Task goal:
Return every line below exactly, without dropping any.

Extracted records
——

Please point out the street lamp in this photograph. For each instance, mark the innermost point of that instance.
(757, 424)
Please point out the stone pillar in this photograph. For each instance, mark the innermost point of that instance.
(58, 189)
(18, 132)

——

Exercise answer:
Please point out the street lamp in this photograph. For each instance, mark the innermost point of that instance.
(757, 424)
Please point out the stone pillar in this photograph. For each instance, mark the innermost point of that instance.
(58, 189)
(18, 132)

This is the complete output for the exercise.